** PAGE EXTRACT follows **

Manufacturers in the energy and utilities industries can greatly benefit from M2M. Gone are the days when a human being had to go meter to meter, checking power usage levels. Now, smart meters can broadcast the information right into the ERP systems that store them. And consumer goods manufacturers can use M2M to provide after-purchase product service to their customers.

There are also uses for M2M within the manufacturing process. Sensor-enabled machines allow the central office and IT to keep track of system performance across multiple production facilities, and even perform maintenance on machines from continents away. Such connectivity translates to the shipping and logistics end of the supply chain as well. Pallets and boxes with sensors can communicate their location and status while on the road, and send an alert the moment they are delivered. And food, beverage or chemical manufacturers can receive real-time updates on the temperatures inside shipping containers, respond to unsafe temperature changes and avoid product spoilage.

Where does cloud computing fit into M2M?

The recent boom in cloud computing services has opened a whole new realm of M2M connectivity options. With the cloud, M2M devices are accessible from basically any Internet connection. A manufacturer that is using Platform as a Service (PaaS), for example, already has the necessary infrastructure to collect and send data, maintain the machines and push through software updates.

What makes cloud so appealing for M2M is also what makes it so appealing in general -- the price tag and the ease of use. Hosted services take the pressure off a company's IT staff and shift the burden of software and server maintenance to a third party. This frees up time to better analyze and react to streaming data from M2M devices. It also adds an element of flexibility to the remote functionality that is possible. Since companies aren't eating up IT resources to maintain systems, they are able to offer more remote services to customers and more support to their staffs -- and machines -- around the globe.

How about mobile computing?

Mobility is another newer technology that has been a boon for M2M communications. Smart devices rely heavily on wireless cell networks to function, and as mobility grows, so does the reach of these networks. For example, many newer cars come equipped with wireless technology to assist in emergency calls and vehicle maintenance. These remote diagnostics are one of the most common consumer uses of M2M technology and are made possible entirely by mobile networks.

** End of PAGE EXTRACT **
** SOURCE INFORMATION follows **

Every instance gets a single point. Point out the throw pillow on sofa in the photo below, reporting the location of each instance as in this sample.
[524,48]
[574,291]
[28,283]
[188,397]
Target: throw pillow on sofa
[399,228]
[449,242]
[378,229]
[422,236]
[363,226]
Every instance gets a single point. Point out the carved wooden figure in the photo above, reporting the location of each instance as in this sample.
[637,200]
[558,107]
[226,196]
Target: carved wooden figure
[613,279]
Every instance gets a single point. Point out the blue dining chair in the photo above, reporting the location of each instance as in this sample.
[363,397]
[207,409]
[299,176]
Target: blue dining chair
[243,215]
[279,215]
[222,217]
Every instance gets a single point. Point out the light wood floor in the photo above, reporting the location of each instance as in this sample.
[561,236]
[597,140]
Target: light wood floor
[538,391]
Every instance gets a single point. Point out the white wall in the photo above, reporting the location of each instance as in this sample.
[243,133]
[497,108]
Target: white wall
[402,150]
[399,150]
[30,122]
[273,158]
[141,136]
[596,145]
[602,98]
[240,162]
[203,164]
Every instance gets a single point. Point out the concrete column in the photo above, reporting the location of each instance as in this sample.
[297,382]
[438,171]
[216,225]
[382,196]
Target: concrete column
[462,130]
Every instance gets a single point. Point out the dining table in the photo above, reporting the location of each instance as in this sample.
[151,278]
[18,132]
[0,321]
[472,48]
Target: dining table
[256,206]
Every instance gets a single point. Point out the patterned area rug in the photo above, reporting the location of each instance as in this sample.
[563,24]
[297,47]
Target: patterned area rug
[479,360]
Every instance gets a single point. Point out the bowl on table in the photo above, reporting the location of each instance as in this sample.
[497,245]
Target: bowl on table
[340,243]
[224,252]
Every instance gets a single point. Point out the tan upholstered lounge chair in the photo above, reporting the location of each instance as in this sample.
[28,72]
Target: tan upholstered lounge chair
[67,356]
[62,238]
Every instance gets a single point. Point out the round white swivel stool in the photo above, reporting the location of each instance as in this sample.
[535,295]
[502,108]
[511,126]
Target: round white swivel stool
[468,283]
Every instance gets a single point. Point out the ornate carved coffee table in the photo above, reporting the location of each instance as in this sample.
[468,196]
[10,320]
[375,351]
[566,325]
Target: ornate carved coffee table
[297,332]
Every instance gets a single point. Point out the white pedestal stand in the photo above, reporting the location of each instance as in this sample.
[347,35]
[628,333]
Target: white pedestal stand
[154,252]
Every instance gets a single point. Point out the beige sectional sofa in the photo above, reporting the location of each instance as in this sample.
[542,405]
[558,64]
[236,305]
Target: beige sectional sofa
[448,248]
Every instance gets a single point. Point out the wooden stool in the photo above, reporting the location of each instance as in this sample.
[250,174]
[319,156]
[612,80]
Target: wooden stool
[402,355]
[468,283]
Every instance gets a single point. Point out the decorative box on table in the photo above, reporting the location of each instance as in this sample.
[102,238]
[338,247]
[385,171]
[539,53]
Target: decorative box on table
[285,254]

** End of SOURCE INFORMATION **

- TASK 1
In the M2M text:
(a) Into what can smart meters broadcast information?
(b) Which manufacturers can receive real-time updates on the temperatures inside shipping containers?
(c) What do many newer cars come equipped with, and what is it meant to assist in?
- TASK 2
Can you transcribe the M2M text from "Mobility is another" up to and including "by mobile networks."?

- WRITTEN SOLUTION 1
(a) The ERP systems that store it.
(b) Food, beverage or chemical manufacturers.
(c) Wireless technology, to assist in emergency calls and vehicle maintenance.

- WRITTEN SOLUTION 2
Mobility is another newer technology that has been a boon for M2M communications. Smart devices rely heavily on wireless cell networks to function, and as mobility grows, so does the reach of these networks. For example, many newer cars come equipped with wireless technology to assist in emergency calls and vehicle maintenance. These remote diagnostics are one of the most common consumer uses of M2M technology and are made possible entirely by mobile networks.